Dataset entries -
* START *

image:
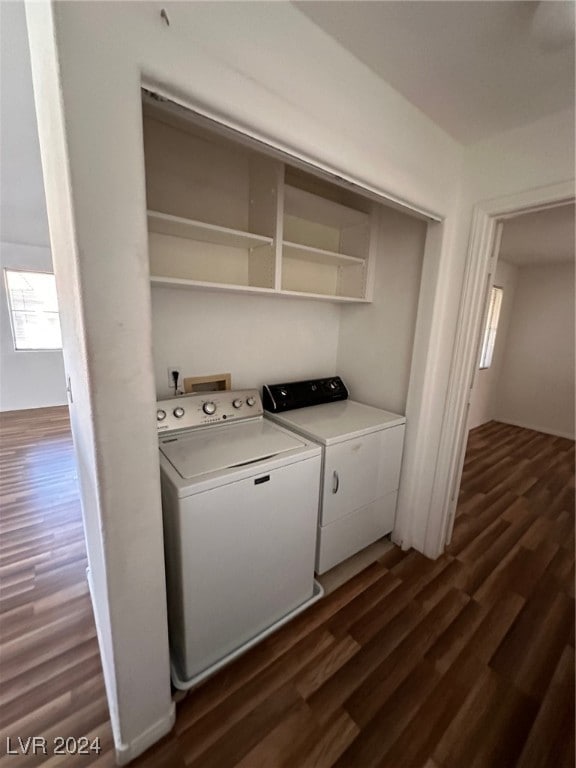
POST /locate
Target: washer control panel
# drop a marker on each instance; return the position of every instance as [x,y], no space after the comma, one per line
[204,408]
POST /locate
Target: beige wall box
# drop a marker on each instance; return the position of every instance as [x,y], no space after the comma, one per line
[214,383]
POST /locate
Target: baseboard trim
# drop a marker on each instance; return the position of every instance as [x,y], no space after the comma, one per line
[544,430]
[127,752]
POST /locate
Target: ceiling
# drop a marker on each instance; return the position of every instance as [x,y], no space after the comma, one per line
[476,68]
[545,237]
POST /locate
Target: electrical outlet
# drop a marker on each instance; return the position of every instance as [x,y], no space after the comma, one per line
[171,378]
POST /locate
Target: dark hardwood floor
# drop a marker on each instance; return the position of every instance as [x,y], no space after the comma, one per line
[462,662]
[50,671]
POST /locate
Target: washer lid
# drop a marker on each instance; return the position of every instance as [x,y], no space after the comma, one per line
[213,448]
[333,422]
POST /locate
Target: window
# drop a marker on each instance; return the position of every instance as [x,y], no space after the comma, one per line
[33,309]
[489,338]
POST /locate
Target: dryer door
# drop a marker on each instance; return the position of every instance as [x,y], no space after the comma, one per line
[358,471]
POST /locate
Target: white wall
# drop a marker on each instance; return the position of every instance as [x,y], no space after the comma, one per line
[259,341]
[28,379]
[540,154]
[87,70]
[375,343]
[313,98]
[536,385]
[482,401]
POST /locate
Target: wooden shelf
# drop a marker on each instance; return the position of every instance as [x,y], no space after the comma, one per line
[319,255]
[180,282]
[165,224]
[177,282]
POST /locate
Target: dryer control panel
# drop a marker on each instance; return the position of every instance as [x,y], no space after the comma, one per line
[301,394]
[205,408]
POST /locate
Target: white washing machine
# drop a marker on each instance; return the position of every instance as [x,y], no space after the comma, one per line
[362,456]
[240,508]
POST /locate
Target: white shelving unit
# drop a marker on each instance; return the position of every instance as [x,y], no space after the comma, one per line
[222,216]
[176,226]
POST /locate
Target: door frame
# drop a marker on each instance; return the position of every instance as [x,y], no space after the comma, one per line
[484,244]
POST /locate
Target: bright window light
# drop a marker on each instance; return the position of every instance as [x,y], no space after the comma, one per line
[33,309]
[491,327]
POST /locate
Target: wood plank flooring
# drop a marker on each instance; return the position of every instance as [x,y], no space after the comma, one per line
[50,671]
[463,662]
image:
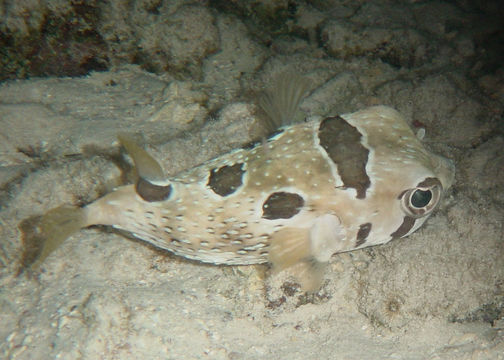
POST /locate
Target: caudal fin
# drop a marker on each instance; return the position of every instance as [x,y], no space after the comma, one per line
[50,232]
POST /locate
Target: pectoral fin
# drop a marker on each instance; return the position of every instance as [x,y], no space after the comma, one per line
[306,252]
[152,184]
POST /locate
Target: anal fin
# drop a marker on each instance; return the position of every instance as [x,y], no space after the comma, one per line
[306,252]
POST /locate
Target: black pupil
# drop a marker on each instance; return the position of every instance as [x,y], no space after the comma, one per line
[421,198]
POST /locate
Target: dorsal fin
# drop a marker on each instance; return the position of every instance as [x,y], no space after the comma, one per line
[280,101]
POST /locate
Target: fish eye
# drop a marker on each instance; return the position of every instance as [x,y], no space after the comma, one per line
[420,198]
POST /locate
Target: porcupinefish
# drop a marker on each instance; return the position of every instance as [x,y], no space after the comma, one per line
[312,189]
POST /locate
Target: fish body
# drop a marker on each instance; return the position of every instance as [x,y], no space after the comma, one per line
[311,190]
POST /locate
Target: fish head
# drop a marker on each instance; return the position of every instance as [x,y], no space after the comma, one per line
[405,180]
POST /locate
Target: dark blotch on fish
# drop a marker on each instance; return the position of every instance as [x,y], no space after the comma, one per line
[342,143]
[282,205]
[150,192]
[405,227]
[363,233]
[226,179]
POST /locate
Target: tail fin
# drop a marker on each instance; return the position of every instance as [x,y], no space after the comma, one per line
[53,228]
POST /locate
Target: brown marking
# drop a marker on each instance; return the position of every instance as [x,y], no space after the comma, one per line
[226,179]
[363,233]
[150,192]
[342,143]
[282,205]
[405,227]
[429,182]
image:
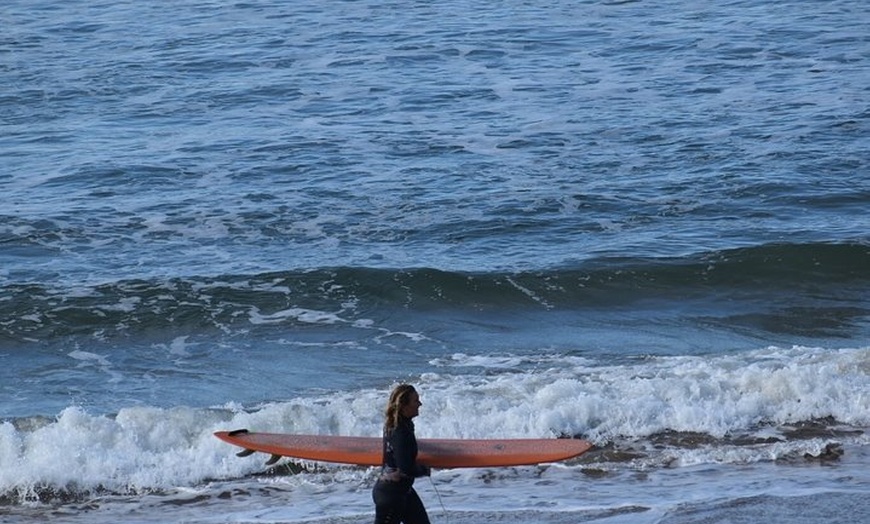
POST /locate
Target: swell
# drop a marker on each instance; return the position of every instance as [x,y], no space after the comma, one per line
[776,275]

* END *

Requirements -
Without the pictures, repeat all the records word for word.

Output for this exercise -
image:
POST /locate
Target: washer control panel
# drop a marker on each instance; return the position of every instance as [x,y], no space after the comma, one per line
[204,408]
POST /locate
Target: beige wall box
# drop a marker on each instance; return the position of every instance as [x,y], no space after the comma, one per line
[214,383]
POST /locate
Target: baseboard trim
# drop a marker on each instance; return the position of every instance as [x,y], no space after the comma, one per line
[544,430]
[127,752]
POST /locate
Target: ceiling
# drop a marker on each instance; return the position of every instance as [x,y], no space after the comma, one per line
[476,68]
[545,237]
POST /locate
Target: electrical outlet
# drop a marker on each instance; return the position of every instance as [x,y], no space after the comma, one per line
[171,378]
POST /locate
Target: dark hardwood floor
# drop a marker on each instance; return the position of every instance as [x,y], no space after the comma, one per line
[462,662]
[50,671]
POST /locate
Target: washer lid
# drop a marker on each instance; return the position of every instance as [x,y], no space after the comma, one per line
[213,448]
[333,422]
POST /locate
Target: window
# drop a marker on each instance; return the position of every instance as [x,y], no space after the comma, one per line
[33,309]
[489,338]
POST /locate
Target: dryer door
# drop a marker on each instance; return the position of every instance as [x,y], no space after the comma, one per line
[358,471]
POST /locate
Target: white wall
# drop a marker on each instance; return the position of every instance as [x,y], no space after the comma, one per line
[259,341]
[28,379]
[540,154]
[87,70]
[375,343]
[313,98]
[536,385]
[482,401]
POST /locate
Target: wooden shelf
# drop a marker on each instance; return the position of every instance as [x,y], no space after the comma, one per line
[319,255]
[180,282]
[165,224]
[177,282]
POST /locate
Target: dryer control panel
# drop a marker on each instance; return the position of every instance as [x,y], no space after the comma, one per line
[301,394]
[205,408]
POST /locate
Target: white washing machine
# drop a marker on each instance; return the position of every instance as [x,y], no space after the comma, one per line
[362,456]
[240,508]
POST /locate
Target: white shelving unit
# drop a marker on each instance; return the position of every instance as [x,y], no space after the comma, one per line
[222,216]
[176,226]
POST /locate
Target: door frame
# drop a marker on each instance; return the position of every instance as [x,y], no space after the comma, one per line
[484,244]
POST /locate
Target: bright window light
# drop a marker on each instance; return the position of every instance as [x,y], no space after the comma, one per line
[33,309]
[491,327]
POST /locate
Target: wood plank flooring
# drop a marker on each instance; return the position of every instance as [x,y], no space after the comma, one per line
[50,671]
[463,662]
image:
POST /locate
Target: caudal fin
# drop a marker on each instance; return the position of every instance as [x,y], no space after the comma, one per line
[50,232]
POST /locate
Target: pectoral fin
# drop a marker on each instance; return the position of every instance as [x,y], no space after the comma, one per line
[306,252]
[152,184]
POST /locate
Target: anal fin
# drop a marker on each instance; return the position of every instance as [x,y], no space after the comma, one per line
[306,252]
POST /locate
Target: black pupil
# drop a marker on each instance; return the position of every instance as [x,y], no space after the comma, one per line
[421,198]
POST /locate
Target: dorsal fin
# drop a marker on each instance; return the position of every instance as [x,y], no space after the comma, one per line
[280,101]
POST /locate
Target: fish eye
# drop a marker on each instance; return the position of every instance as [x,y], no space after the comma, one per line
[420,198]
POST /locate
Target: porcupinefish
# drop a marker on each instance; return the position of every instance as [x,y], no space after the comma, one per line
[312,189]
POST /locate
Target: fish body
# drop a marker on each instance; return the position of every instance as [x,y], no space after the comma, one per line
[311,190]
POST /locate
Target: fish head
# drop a marker on each instance; return the position of every instance as [x,y], no space after the comma, one per line
[405,180]
POST /locate
Target: dark blotch on fish
# drop a marker on each instance; return the position of every instance as [x,y], no space after the comma, one per line
[342,143]
[282,205]
[150,192]
[405,227]
[363,233]
[226,179]
POST /locate
Target: tail fin
# drop a marker on each instance; return the position of every instance as [x,y], no space after the comma, one per line
[53,228]
POST /locate
Target: brown marking
# drop a marker on each instance; return the position of every instance as [x,y], no space after the comma, one per line
[226,179]
[363,233]
[150,192]
[342,143]
[282,205]
[405,227]
[429,182]
image:
POST /locate
Target: swell
# drop a marker on each instance; return the position of every instance as [x,y], no space after the comma, one per line
[776,275]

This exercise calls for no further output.